Information:
============================================================
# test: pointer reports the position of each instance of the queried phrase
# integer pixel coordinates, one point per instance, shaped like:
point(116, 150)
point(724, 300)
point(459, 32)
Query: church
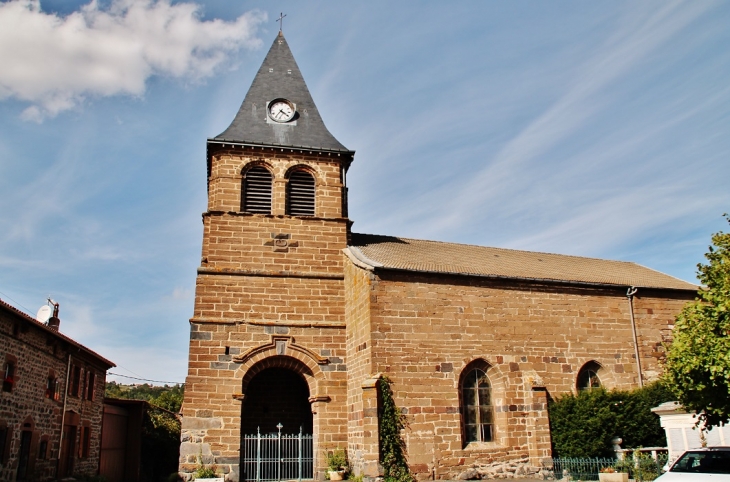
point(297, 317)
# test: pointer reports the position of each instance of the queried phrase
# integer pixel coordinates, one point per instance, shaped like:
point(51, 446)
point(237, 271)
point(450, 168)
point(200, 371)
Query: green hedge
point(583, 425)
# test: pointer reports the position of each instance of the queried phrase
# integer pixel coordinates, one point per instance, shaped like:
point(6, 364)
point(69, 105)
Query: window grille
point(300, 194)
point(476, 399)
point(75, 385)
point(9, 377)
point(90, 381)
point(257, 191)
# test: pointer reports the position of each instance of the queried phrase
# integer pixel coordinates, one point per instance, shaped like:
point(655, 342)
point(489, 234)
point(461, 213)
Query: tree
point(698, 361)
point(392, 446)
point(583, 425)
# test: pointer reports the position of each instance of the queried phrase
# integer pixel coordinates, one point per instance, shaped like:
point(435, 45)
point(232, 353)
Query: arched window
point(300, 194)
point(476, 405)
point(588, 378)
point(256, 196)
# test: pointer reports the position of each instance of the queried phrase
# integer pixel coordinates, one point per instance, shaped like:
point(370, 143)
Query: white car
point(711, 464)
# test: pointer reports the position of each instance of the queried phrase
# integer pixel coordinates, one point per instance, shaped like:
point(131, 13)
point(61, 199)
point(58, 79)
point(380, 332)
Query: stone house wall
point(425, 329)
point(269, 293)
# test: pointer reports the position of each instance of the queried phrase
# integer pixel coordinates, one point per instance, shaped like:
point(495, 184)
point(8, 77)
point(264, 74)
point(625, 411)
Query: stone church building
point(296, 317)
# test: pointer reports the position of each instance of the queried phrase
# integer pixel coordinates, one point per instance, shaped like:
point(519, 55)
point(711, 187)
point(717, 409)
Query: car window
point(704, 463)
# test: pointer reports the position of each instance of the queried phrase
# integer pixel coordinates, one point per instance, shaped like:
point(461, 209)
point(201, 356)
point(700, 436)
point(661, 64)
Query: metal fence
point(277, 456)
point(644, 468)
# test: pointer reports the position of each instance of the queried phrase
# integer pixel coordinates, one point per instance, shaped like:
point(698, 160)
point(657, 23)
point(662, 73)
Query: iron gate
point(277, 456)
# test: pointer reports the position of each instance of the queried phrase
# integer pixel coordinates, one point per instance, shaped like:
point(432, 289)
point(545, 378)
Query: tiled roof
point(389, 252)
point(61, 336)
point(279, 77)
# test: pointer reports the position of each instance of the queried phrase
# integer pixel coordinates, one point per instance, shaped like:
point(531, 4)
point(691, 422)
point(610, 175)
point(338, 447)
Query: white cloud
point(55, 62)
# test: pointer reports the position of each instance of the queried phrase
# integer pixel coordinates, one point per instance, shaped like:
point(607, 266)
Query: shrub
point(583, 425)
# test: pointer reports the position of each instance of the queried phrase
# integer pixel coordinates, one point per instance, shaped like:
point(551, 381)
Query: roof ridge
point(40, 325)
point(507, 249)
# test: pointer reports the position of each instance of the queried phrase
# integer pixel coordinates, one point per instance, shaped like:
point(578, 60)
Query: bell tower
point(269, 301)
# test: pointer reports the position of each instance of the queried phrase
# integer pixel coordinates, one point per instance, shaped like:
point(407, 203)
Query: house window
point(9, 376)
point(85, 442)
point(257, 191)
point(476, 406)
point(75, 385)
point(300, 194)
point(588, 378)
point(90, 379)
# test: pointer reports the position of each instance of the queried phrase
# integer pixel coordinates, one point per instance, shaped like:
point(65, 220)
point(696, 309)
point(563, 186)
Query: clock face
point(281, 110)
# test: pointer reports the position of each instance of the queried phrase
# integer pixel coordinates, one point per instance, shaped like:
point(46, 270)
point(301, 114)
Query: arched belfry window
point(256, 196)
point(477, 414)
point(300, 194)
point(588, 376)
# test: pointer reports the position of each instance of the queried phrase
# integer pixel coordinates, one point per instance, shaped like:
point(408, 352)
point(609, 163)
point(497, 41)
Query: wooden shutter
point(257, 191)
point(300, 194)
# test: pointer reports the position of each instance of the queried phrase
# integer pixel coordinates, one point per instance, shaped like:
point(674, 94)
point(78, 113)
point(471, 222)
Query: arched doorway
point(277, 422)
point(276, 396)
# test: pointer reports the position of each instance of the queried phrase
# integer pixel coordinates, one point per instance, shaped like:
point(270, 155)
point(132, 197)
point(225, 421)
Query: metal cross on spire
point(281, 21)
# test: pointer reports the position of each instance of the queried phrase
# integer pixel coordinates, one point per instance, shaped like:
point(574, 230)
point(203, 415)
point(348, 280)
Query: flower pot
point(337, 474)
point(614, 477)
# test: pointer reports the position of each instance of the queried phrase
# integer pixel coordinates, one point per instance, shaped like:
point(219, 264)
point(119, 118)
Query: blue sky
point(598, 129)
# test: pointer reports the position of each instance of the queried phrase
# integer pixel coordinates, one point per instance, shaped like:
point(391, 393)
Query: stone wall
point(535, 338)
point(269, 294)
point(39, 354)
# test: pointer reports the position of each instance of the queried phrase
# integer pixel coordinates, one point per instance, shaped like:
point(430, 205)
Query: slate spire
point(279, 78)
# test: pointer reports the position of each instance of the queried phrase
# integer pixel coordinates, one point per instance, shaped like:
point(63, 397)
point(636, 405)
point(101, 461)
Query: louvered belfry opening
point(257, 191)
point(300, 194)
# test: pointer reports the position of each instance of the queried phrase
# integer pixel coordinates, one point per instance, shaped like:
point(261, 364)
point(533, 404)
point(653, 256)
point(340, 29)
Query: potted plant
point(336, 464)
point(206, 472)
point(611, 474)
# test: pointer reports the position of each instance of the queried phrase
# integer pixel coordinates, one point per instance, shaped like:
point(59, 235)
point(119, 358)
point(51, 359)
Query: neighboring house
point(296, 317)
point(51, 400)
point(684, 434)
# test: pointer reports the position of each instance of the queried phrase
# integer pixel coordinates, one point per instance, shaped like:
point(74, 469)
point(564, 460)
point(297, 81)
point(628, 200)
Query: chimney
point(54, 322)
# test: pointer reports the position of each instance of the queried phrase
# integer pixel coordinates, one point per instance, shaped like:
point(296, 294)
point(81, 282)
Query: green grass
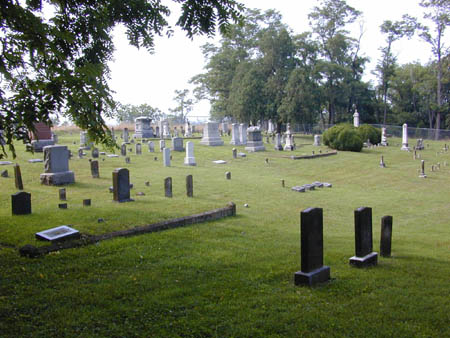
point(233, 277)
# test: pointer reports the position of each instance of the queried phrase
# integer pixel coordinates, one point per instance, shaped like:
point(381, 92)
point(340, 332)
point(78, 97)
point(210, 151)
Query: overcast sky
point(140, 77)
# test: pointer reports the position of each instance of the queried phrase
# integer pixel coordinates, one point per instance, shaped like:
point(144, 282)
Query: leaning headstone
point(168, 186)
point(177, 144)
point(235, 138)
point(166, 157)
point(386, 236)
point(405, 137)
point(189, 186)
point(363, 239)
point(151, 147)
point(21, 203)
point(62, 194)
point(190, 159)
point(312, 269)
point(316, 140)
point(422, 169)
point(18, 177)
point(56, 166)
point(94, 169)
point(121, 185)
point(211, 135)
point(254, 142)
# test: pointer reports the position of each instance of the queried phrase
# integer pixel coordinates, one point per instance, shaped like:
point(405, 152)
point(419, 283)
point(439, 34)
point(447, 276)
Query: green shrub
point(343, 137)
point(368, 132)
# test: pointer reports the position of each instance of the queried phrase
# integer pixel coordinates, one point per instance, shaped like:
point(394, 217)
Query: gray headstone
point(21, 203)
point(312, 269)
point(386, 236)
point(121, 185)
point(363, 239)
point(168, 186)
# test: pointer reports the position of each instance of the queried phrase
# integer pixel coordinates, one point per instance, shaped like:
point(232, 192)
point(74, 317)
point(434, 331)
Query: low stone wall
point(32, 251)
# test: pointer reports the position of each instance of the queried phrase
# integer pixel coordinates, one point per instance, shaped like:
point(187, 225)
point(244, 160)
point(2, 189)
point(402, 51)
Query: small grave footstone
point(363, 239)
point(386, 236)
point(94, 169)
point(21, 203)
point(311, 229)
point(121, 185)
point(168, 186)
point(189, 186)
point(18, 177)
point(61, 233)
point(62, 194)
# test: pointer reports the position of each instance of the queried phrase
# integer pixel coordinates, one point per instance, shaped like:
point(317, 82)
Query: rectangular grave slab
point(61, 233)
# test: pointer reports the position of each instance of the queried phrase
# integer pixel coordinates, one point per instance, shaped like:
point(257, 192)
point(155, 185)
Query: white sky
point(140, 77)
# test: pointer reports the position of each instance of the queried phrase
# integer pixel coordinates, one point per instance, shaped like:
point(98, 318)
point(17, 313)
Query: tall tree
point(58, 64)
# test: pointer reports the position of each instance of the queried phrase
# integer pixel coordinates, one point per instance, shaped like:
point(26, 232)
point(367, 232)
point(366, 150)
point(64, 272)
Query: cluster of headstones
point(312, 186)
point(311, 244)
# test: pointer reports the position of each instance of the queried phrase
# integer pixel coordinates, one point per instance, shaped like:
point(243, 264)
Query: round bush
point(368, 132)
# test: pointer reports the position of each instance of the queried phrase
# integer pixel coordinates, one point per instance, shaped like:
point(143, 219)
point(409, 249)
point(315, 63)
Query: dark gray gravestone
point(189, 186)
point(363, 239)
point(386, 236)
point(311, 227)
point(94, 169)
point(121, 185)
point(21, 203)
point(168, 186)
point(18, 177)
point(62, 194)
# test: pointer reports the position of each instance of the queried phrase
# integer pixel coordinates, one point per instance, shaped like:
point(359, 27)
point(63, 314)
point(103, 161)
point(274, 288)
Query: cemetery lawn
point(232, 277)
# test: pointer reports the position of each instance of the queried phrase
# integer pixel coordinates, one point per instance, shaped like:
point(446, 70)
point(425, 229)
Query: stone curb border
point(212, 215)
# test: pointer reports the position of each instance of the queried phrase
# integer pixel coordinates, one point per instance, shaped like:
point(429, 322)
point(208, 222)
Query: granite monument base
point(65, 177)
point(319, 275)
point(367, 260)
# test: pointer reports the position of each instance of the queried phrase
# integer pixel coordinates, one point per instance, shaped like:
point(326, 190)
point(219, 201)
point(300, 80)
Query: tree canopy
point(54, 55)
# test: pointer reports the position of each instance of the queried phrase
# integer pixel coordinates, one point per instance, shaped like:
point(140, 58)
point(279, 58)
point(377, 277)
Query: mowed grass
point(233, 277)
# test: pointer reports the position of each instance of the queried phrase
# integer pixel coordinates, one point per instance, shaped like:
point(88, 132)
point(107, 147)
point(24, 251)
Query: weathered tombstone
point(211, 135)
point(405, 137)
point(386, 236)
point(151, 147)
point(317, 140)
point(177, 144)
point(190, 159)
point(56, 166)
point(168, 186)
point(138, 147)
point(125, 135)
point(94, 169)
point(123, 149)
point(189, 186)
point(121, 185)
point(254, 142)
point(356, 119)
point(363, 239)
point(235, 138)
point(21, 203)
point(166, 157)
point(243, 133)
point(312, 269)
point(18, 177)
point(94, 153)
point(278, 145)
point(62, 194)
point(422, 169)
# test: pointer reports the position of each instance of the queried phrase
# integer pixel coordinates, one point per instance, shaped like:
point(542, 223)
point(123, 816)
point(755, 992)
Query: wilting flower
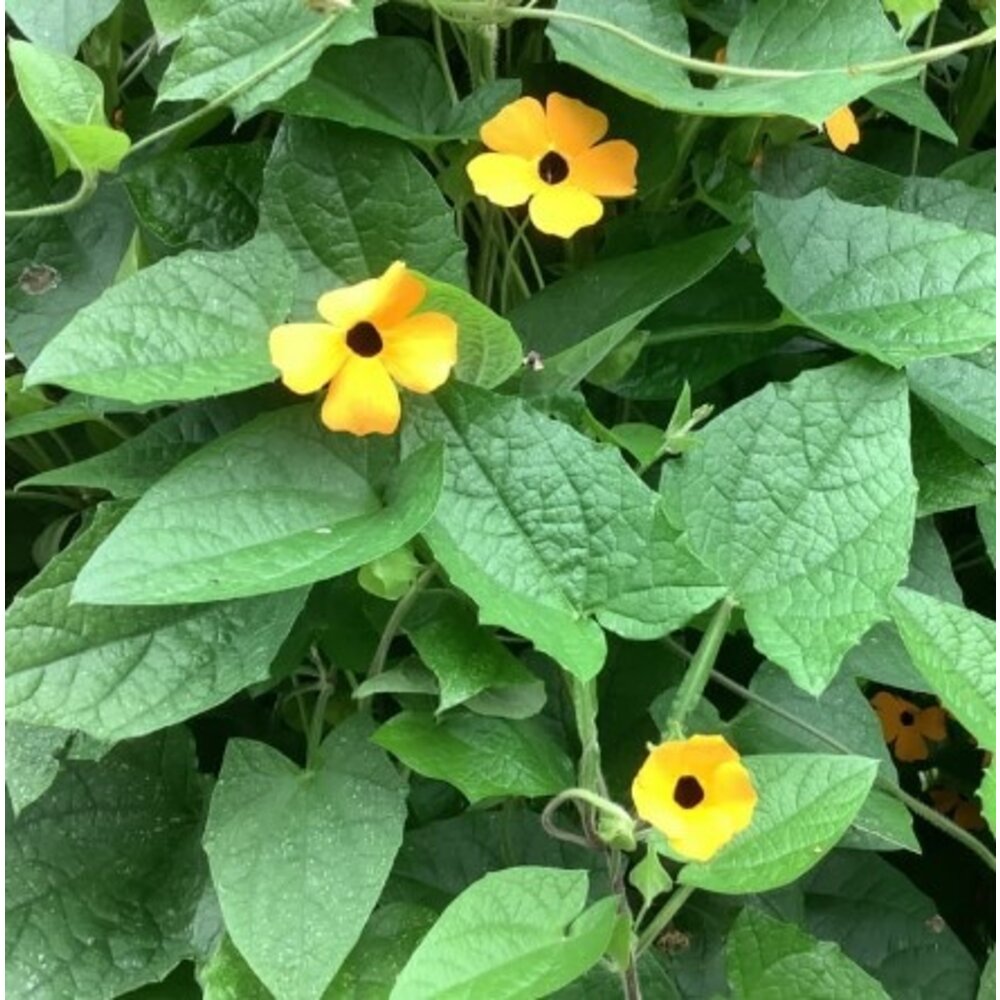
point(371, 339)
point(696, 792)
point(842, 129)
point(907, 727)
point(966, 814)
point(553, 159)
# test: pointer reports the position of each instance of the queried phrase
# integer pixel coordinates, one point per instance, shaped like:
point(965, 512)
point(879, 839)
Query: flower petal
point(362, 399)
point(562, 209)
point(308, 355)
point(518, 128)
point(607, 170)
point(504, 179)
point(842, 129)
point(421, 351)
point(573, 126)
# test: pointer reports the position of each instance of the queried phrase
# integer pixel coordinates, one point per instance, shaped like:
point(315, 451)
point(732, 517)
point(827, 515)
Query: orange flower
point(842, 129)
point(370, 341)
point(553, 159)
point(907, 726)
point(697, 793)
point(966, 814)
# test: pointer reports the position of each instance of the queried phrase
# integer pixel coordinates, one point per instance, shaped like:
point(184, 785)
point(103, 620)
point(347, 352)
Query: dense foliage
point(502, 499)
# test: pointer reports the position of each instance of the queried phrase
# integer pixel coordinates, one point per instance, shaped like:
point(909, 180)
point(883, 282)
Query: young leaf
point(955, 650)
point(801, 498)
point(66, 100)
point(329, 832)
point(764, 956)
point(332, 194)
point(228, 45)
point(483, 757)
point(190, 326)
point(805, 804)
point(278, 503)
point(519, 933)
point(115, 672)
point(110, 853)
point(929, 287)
============================================================
Instructions to follow: Starting from the line with "point(279, 58)" in the records above, repeat each line exactly until you have written the line with "point(883, 282)", then stop; drop the pictures.

Output of the exercise:
point(279, 58)
point(377, 277)
Query: mowed grass
point(233, 277)
# test: pointer reports the position of each instance of the queried phrase
# integer pixel coordinates, one point per instance, shaped like:
point(88, 132)
point(107, 147)
point(24, 251)
Query: weathered tombstone
point(211, 135)
point(405, 137)
point(386, 236)
point(151, 147)
point(317, 140)
point(177, 144)
point(190, 159)
point(56, 166)
point(168, 186)
point(138, 147)
point(125, 135)
point(94, 169)
point(123, 149)
point(189, 186)
point(121, 185)
point(254, 142)
point(356, 119)
point(363, 239)
point(235, 138)
point(21, 203)
point(166, 157)
point(243, 133)
point(312, 269)
point(18, 177)
point(94, 153)
point(278, 145)
point(62, 194)
point(422, 169)
# test: pointer reports the position of each instance of the queried phrase
# integer pixel coordinates, one point per instance, shaped like:
point(542, 223)
point(123, 816)
point(755, 992)
Query: wilting flower
point(371, 339)
point(696, 792)
point(842, 129)
point(907, 727)
point(966, 814)
point(553, 159)
# test: pointer reports the position of each instance of the queried phrase
# integer pixel coordinates, one point per instance, shaped like:
point(965, 512)
point(879, 839)
Query: flower petal
point(362, 399)
point(562, 209)
point(308, 355)
point(518, 128)
point(607, 170)
point(504, 179)
point(842, 129)
point(421, 351)
point(573, 126)
# test: pointer reports the position of each instance of the queried phrase
# integer pixel coordinates, one point per instance, shaped like:
point(315, 451)
point(732, 517)
point(827, 515)
Query: orange flower
point(842, 129)
point(370, 341)
point(553, 159)
point(907, 726)
point(697, 793)
point(966, 814)
# test: pointer reports the position of each instance of the queried phrase
# integer pixel coordinates, one point per instance, shaped like:
point(184, 785)
point(103, 620)
point(347, 352)
Query: dense foliage
point(502, 499)
# test: pointer reports the position of each instance of the queried phrase
# integer pixel coordinates, one point per instance, shaped like:
point(909, 180)
point(883, 282)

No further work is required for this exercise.